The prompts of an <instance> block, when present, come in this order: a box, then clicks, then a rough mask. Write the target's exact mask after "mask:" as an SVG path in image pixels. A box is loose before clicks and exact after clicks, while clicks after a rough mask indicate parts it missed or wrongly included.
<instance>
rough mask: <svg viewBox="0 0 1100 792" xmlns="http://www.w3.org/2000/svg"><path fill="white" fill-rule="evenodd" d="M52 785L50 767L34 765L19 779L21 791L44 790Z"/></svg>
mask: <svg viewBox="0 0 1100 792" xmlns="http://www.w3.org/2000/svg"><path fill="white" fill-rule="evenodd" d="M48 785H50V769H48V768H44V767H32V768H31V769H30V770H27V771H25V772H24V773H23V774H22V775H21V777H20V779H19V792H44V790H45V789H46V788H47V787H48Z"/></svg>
########
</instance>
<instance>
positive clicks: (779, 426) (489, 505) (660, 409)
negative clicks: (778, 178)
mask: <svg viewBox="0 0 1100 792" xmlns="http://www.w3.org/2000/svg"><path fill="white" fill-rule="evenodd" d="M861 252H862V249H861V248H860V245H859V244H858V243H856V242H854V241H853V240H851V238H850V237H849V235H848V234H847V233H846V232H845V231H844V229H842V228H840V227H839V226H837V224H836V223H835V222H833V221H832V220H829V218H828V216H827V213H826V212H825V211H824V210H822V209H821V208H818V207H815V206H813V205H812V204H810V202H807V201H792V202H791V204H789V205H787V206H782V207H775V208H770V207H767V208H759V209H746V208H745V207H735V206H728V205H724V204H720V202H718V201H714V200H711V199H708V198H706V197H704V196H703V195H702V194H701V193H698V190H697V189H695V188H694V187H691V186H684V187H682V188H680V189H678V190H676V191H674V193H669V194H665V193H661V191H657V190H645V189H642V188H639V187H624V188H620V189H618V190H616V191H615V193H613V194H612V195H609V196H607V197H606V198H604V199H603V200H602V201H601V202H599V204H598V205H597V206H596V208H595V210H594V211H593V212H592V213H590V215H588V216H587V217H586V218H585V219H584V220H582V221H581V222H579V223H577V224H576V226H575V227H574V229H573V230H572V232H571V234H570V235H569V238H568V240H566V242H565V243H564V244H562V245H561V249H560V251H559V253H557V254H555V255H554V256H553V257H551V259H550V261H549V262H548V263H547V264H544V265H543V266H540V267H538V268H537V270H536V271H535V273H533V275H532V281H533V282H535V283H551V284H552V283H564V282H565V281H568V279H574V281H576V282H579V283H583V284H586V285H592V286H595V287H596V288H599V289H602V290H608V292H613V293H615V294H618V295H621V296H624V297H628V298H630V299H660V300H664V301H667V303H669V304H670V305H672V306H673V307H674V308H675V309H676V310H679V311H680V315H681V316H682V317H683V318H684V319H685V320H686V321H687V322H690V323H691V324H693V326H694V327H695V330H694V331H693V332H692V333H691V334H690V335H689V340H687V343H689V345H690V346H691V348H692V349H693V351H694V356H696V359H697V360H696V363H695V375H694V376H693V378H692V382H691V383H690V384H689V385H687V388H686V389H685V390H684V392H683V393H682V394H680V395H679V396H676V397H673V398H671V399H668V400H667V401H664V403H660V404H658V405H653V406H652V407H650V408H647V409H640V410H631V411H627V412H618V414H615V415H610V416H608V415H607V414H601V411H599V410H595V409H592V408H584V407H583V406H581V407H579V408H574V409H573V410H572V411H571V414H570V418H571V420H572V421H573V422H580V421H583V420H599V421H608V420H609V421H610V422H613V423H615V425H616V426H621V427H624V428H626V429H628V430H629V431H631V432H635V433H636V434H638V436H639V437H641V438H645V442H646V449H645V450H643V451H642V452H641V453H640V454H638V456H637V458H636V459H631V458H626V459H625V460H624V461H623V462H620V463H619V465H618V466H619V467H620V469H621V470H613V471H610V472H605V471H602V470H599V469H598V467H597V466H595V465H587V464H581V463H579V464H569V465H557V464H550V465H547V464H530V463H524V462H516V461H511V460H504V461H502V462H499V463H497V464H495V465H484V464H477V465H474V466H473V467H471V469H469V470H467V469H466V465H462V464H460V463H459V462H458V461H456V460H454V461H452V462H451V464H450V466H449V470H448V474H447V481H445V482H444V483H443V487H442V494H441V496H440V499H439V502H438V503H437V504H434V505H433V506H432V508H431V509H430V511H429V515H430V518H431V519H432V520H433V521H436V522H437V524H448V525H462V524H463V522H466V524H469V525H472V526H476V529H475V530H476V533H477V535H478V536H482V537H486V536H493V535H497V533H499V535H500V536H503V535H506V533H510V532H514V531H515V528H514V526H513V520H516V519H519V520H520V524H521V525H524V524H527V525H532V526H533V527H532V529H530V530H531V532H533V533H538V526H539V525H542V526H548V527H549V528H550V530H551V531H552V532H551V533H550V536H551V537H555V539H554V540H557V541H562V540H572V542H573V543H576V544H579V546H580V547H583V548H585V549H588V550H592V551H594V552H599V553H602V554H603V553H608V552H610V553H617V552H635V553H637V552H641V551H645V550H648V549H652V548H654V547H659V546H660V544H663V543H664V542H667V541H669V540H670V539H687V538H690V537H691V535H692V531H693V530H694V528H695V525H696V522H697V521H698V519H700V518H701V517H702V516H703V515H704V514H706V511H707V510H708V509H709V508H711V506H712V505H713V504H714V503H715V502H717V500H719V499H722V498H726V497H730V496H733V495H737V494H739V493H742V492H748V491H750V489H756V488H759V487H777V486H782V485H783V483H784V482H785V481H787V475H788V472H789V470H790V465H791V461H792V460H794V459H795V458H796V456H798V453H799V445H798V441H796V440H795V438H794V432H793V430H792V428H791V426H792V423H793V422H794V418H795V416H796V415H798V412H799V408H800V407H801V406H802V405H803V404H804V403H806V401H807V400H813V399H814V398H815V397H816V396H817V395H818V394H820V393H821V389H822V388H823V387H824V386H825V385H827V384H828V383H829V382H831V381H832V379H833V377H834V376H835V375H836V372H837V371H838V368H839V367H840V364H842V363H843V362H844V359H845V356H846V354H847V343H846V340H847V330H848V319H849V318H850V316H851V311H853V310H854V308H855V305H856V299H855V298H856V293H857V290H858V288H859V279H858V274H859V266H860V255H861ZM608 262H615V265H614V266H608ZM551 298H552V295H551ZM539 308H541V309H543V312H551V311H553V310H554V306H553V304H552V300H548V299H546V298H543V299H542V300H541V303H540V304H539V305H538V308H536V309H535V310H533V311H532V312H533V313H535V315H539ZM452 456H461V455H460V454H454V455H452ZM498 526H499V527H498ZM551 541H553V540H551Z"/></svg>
########
Problem to solve: Copy the lines above that hold the word "instance".

Exercise response:
The prompts of an <instance> block, when present, come in this order: a box, then clicks, then a rough mask. Write the target's exact mask after "mask:" as an SVG path in image pixels. A box is loose before clicks and exact after clicks, while clicks after a rough mask indicate parts it missed or wrongly included.
<instance>
</instance>
<instance>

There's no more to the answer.